### Listed entries ###

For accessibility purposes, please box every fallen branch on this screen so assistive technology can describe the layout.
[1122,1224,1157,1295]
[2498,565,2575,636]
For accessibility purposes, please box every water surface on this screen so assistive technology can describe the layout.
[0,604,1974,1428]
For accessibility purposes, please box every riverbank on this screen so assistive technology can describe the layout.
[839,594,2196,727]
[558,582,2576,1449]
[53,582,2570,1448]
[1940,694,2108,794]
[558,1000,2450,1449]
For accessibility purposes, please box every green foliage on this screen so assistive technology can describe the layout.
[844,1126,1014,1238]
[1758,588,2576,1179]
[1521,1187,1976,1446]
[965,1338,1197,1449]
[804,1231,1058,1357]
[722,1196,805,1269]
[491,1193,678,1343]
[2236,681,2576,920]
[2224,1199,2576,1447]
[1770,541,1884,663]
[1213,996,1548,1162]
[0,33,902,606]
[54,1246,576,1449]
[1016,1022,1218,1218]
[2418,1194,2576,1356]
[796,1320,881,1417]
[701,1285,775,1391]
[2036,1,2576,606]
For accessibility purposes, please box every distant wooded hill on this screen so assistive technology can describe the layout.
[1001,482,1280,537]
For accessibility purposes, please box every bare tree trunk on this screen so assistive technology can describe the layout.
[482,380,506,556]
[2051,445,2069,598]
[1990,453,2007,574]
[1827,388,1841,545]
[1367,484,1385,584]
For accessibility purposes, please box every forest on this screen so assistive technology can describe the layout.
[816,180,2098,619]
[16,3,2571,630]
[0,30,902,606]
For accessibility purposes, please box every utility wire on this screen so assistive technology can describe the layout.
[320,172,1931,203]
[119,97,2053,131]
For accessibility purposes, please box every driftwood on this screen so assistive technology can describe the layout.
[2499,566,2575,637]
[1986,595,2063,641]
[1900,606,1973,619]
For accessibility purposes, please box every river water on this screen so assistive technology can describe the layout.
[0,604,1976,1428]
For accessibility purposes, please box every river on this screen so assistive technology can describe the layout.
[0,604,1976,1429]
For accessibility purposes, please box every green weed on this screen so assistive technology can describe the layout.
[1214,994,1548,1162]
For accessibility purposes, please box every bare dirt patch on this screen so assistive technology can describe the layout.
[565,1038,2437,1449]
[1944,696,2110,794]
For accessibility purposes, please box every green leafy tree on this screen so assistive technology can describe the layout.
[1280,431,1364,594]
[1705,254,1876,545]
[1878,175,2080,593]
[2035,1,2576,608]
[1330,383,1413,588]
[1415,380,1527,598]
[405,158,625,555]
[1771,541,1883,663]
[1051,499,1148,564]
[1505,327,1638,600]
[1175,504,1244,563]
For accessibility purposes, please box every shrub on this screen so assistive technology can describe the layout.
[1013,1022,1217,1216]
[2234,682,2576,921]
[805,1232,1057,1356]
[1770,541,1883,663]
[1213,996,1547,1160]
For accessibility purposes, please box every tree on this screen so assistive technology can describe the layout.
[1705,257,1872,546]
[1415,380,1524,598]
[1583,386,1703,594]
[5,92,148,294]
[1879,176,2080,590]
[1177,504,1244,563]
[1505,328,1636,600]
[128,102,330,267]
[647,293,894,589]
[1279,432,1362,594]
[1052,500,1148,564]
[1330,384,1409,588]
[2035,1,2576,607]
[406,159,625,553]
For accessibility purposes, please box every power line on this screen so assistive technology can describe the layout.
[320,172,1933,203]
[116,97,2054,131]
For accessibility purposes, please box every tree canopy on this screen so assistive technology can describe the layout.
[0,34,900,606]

###

▶ _What you should do_: From the line containing "For accessibility purposes, please box every green leafy" to the final line of the data, repeat each line exactly. Include both ends.

▶ _The completed task_:
For accessibility purposes, please box every green leafy tree on this screen so assistive technology can describe the layout.
[1280,431,1364,594]
[1705,254,1876,545]
[1878,175,2080,593]
[2035,1,2576,608]
[1330,383,1413,588]
[1415,380,1527,598]
[405,158,625,555]
[1771,541,1883,663]
[1051,499,1148,564]
[1505,327,1638,600]
[1175,504,1244,563]
For accessibility purposes, please box every shrub on this screen so assistive technology can describe the layout.
[1013,1022,1217,1216]
[2234,682,2576,921]
[805,1232,1057,1356]
[1770,541,1883,663]
[1213,996,1547,1160]
For accessibility purposes, please box every tree on this screen so assistive technology can describe the layout.
[1705,257,1872,546]
[1415,380,1524,598]
[1583,386,1703,594]
[5,92,148,294]
[1879,176,2080,590]
[1177,504,1244,563]
[1505,328,1636,600]
[128,102,330,267]
[647,293,894,589]
[1279,432,1362,594]
[1052,500,1148,564]
[1330,384,1409,588]
[2035,1,2576,607]
[406,159,625,553]
For accessibility purposes, please box every power line on this screen so assistive technology can describe the layout.
[320,172,1933,203]
[116,97,2054,131]
For accessibility purposes, please box every tree canopy on this screen so assistive technology can describe the layout.
[0,34,900,606]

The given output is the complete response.